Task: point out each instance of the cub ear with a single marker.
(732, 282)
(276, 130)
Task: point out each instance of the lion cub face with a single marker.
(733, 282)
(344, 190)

## What this task involves
Rewrite the material above, replacing "single marker" with "single dot" wherever it occurs and keeping everything else the same.

## Correct answer
Task: point out each instance of the cub ear with a single dot.
(732, 282)
(276, 130)
Task: point out each instance of the lion cub face with a single dot.
(733, 282)
(344, 190)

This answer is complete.